- [Entries shown]:

<<<<

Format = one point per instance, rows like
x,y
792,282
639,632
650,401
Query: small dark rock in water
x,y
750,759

>>>>

- [What you should do]: Retype every line of the items above character for character, keeping the same line breaks.

- [Exercise solution]:
Format = one point per instance, rows like
x,y
792,282
639,632
650,401
Query: small dark rock in water
x,y
750,759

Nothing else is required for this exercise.